Retype the records below exactly as given, but only from the first line through the line with "Target: thin tree trunk", and without the pictures.

(Natural language region descriptions)
● ● ● ● ●
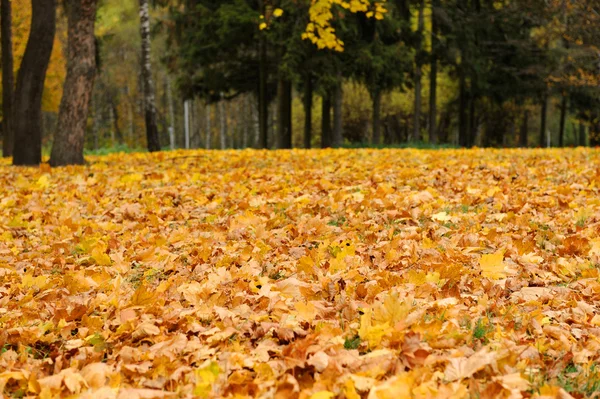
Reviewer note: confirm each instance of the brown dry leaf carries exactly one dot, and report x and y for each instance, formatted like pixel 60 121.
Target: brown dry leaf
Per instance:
pixel 291 274
pixel 465 367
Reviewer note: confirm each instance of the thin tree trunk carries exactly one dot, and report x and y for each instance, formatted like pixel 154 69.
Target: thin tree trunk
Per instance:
pixel 186 118
pixel 472 131
pixel 111 121
pixel 543 120
pixel 433 135
pixel 247 121
pixel 263 106
pixel 463 139
pixel 284 114
pixel 563 121
pixel 8 79
pixel 27 121
pixel 152 136
pixel 115 120
pixel 131 122
pixel 96 121
pixel 308 94
pixel 326 121
pixel 523 139
pixel 376 118
pixel 171 114
pixel 208 126
pixel 338 122
pixel 418 74
pixel 582 138
pixel 222 125
pixel 594 134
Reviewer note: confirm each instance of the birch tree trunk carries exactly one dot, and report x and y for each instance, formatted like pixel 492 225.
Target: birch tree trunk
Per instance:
pixel 433 136
pixel 208 126
pixel 418 74
pixel 8 79
pixel 337 138
pixel 171 114
pixel 152 137
pixel 223 125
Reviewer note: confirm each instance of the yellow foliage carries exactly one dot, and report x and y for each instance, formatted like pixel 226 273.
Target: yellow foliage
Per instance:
pixel 56 73
pixel 319 30
pixel 327 273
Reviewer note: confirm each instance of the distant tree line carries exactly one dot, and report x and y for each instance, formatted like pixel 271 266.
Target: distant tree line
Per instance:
pixel 283 74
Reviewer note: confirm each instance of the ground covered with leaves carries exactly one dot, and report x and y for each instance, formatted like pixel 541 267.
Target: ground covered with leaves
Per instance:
pixel 297 274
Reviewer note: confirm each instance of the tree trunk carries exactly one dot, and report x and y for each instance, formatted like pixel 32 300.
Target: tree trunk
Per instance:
pixel 463 140
pixel 563 121
pixel 433 136
pixel 208 126
pixel 582 140
pixel 337 138
pixel 186 118
pixel 263 106
pixel 418 74
pixel 222 125
pixel 376 118
pixel 247 121
pixel 8 80
pixel 27 121
pixel 594 135
pixel 308 93
pixel 326 121
pixel 523 139
pixel 472 132
pixel 543 121
pixel 152 137
pixel 96 121
pixel 284 113
pixel 115 120
pixel 171 114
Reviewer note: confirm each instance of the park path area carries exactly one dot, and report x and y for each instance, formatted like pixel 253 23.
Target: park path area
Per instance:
pixel 302 274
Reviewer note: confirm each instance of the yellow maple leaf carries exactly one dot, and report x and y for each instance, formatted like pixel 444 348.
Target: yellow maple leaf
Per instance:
● ● ● ● ●
RESPONSE BELOW:
Reviewer note: confirm each instance of the brown dry leaf carries exactly one dot, and report x and y for each instance, formatted like pixel 60 121.
Target: brown dry leaf
Per instance:
pixel 291 274
pixel 465 367
Reviewer note: confirm each instance of the thin tree trunk carries exactly one dot, and report x and y for each instance, formatted like pixel 154 69.
Target: thin tree trunk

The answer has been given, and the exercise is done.